With projected savings of around a quarter of a million dollars, Rifle City Council has given the go-ahead to refinancing the 2003 sales tax street improvement bonds.

City voters approved the $4 million bond issue, which has around $1.9 million still owed by the city, Finance Director Charles Kelty told the council at a March 6 workshop.

"With interest rates so low, we think we'll have a net savings to the city of anywhere from $200,000 to $260,000, or about $45,000 a year for the next five years," he said.

The City Council was due to consider the refinancing at its March 20 meeting.

Kelty noted the city had recently paid off the bonds for the justice center and its water debt, so refinancing the street bonds "is another good way to reduce costs."

Christen Villalobos of RBC Capital Markets, the top-ranked underwriter for municipal bonds in Colorado in 2012, proposed the refinancing plan and told council the current interest rates on the bonds were between 3.75 percent to 4.1 percent.

"Right now, you're due to pay these bonds off in 2018," Villalobos said. "If you refinance at today's rates, you'll see some substantial savings."

A conservative estimate shows a possible interest rate of 2 percent on refinanced bonds, Kelty wrote in a memo for the March 20 council meeting.

=== WHAT TO WORK ON ===
(A) Retype the part of the bond refinancing article that starts at "With projected savings" and ends at "March 6 workshop.".
(B) Answer these from the bond refinancing article:
(i) What was the size of the bond issue that city voters approved?
(ii) In what year are the bonds currently due to be paid off?
(iii) What interest rate on refinanced bonds does the conservative estimate show?

=== ENTRIES PROVIDED ===
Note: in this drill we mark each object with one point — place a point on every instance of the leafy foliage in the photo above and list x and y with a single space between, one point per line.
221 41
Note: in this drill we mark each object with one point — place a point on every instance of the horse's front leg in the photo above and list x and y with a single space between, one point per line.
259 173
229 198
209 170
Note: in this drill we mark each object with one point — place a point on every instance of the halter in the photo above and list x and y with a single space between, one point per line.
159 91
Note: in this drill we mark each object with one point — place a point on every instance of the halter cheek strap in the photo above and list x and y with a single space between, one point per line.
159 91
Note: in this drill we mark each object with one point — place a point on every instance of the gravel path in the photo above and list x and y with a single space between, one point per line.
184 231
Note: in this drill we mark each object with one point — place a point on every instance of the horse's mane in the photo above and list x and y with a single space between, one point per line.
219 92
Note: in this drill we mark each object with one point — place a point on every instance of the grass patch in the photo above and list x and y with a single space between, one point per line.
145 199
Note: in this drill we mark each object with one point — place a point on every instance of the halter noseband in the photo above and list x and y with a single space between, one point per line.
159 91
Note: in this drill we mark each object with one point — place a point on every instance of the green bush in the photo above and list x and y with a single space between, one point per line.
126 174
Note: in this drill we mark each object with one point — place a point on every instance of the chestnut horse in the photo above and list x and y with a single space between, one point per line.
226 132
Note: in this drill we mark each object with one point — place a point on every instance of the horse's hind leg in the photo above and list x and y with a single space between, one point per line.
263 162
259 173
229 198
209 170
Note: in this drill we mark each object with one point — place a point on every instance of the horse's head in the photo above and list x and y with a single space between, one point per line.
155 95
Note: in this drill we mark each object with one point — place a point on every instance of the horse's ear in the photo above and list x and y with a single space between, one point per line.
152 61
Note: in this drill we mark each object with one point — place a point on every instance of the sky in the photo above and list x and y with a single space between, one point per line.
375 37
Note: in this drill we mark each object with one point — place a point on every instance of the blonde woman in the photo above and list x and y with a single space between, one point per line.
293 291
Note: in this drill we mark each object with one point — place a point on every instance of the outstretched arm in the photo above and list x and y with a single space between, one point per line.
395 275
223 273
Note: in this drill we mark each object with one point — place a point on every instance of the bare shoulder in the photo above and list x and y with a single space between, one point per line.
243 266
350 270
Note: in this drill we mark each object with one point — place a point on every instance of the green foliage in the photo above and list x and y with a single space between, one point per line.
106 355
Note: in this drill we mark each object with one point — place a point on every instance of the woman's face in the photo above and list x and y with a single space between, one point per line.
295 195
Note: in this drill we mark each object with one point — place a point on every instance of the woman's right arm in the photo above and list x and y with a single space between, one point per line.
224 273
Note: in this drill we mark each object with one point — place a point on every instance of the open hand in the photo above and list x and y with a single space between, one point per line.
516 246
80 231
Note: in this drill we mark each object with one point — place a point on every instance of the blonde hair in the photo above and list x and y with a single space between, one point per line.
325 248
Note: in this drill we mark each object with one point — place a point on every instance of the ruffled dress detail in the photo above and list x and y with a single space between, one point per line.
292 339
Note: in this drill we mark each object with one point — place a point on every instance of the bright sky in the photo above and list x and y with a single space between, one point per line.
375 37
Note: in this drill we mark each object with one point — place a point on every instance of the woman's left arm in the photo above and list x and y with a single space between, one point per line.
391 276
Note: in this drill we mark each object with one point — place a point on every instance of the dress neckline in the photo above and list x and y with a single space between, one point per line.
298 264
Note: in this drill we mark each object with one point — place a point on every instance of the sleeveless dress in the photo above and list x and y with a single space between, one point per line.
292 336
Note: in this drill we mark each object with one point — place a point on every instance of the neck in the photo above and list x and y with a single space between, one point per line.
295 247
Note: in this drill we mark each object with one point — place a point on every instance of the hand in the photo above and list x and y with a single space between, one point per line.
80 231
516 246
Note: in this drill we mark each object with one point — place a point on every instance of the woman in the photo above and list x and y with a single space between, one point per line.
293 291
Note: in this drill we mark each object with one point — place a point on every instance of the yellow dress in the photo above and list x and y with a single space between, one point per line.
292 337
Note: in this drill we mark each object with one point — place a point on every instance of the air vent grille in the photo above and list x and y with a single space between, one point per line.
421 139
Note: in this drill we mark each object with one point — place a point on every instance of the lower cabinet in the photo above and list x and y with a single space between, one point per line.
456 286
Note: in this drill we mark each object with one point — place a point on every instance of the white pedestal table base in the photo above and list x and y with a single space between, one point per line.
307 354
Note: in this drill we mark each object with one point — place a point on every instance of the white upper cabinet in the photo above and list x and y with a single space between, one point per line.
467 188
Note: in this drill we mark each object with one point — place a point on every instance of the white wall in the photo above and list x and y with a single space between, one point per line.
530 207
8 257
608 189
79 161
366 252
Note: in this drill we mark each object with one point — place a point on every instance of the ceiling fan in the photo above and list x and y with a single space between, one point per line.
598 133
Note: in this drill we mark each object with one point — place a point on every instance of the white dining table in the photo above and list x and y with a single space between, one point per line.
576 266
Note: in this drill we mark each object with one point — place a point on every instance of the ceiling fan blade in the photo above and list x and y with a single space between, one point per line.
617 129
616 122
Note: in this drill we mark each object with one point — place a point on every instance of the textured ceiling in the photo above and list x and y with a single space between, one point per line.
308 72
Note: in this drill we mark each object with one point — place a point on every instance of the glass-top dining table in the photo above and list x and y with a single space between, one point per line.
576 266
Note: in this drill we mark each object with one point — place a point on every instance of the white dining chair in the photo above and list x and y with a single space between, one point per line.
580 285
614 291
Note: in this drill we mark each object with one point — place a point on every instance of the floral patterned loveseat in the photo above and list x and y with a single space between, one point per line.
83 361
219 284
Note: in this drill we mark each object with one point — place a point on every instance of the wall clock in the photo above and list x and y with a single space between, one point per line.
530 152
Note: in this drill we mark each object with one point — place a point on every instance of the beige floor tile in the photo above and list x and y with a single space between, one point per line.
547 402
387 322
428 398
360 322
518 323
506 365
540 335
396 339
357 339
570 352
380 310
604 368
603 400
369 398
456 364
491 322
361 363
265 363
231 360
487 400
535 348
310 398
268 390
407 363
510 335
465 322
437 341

=== THE RESPONSES ===
(A)
With projected savings of around a quarter of a million dollars, Rifle City Council has given the go-ahead to refinancing the 2003 sales tax street improvement bonds.

City voters approved the $4 million bond issue, which has around $1.9 million still owed by the city, Finance Director Charles Kelty told the council at a March 6 workshop.

(B)
(i) $4 million
(ii) 2018
(iii) 2 percent